OT, but I was curious if you have seen this?

Richard Dawkins believes that children should grow up reading the Bible and has a "soft spot" for the Church of England. He also believes some of the historic atrocities of human behaviour were not inspired by religion, but were a result of our "ruthless Darwinian past". And he believes in the possibility of a transcendent "intelligence" existing beyond the range of present human experience. It is just that he refuses to call it God.

http://www.timesonline.co.uk/tol/comment/faith/article1767506.ece?print…

By The Physicist (not verified) on 21 Dec 2007 #permalink

Hi, Gregg!
Plagiarized anything recently?

By The Bicyclist (not verified) on 21 Dec 2007 #permalink

So here's what Dawkins actually sez. His quotes are in quotes:

"Well, I'm convinced that future physicists will discover something at least as wonderful as any god you could ever imagine." Why not call it God? "I don't think it's helpful to call it God." OK, but what would "it" be like?

"I think it'll be something wonderful and amazing and something difficult to understand. I think that all theological conceptions will be seen as parochial and petty by comparison." He can even see how "design" by some gigantic intelligence might come into it. "But that gigantic intelligence itself would need an explanation. It's not enough to call it God, it would need some sort of explanation such as evolution. Maybe it evolved in another universe and created some computer simulation that we are all a part of. These are all science-fiction suggestions but I am trying to overcome the limitations of the 21st-century mind. It's going to be grander and bigger and more beautiful and more wonderful and it's going to put theology to shame."
...
Again, I lob in the words "transcendent" and "numinous", which I believe sum up what he is trying to describe. God, in other words. "I suspect they don't mean anything at all," he says. But being a good scientist, he leaps from the sofa for a dictionary. He reads: "Numinous: divine, spiritual, revealing or indicating the presence of a divinity, awe-inspiring." A moment's pause. Then: "I'll go along with awe-inspiring. Also, aesthetically appealing, uplifting. I'll go along with aesthetically appealing and uplifting. Those aspects of it, yes. Let's look for transcendent."

He finds a definition to do with lying beyond the ordinary range of perception. "That's probably all OK and I could go along with that. Going beyond the range and grasp of the presently experienced. Maybe transcendent would be a good word to adopt."

By Sven DiMilo (not verified) on 21 Dec 2007 #permalink

what a coincidence, its my birthday too!
☆ ☆ ☆ ☆ ☆ ☆ ☆
**To do**
a – In the comment thread about Richard Dawkins, which church does Dawkins have a "soft spot" for?
b – Reproduce word for word the section of the Dawkins comment thread starting at "http://www.tim" and ending at "Plagiarized anything recently?".
The lines after this comment thread have nothing to do with it.

**Given information**
☆ ☆ ☆ ☆ ☆ ☆ ☆
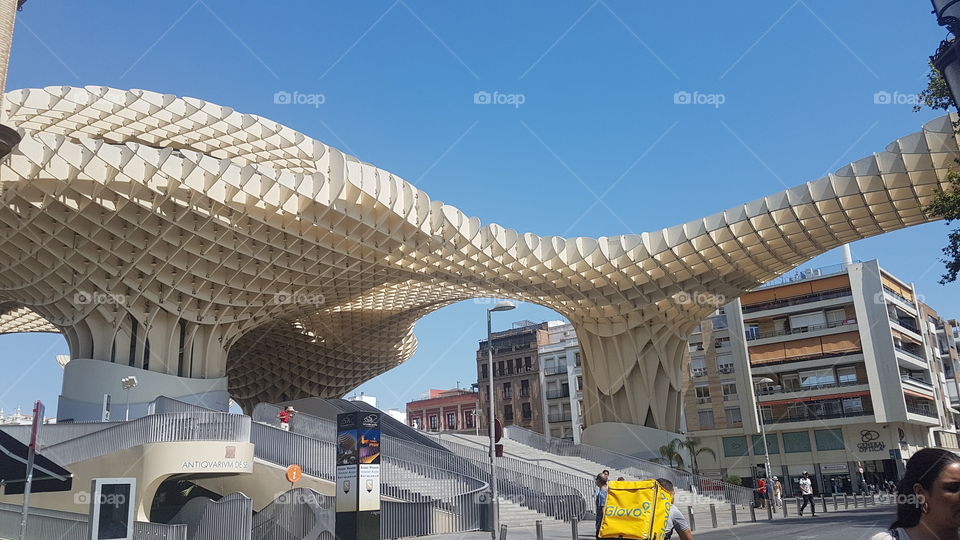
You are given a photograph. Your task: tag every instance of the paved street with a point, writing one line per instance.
(849, 525)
☆ ☆ ☆ ☆ ☆ ☆ ☆
**Responses by task**
a – The Church of England.

b –
http://www.timesonline.co.uk/tol/comment/faith/article1767506.ece?print…

By The Physicist (not verified) on 21 Dec 2007 #permalink

Hi, Gregg!
Plagiarized anything recently?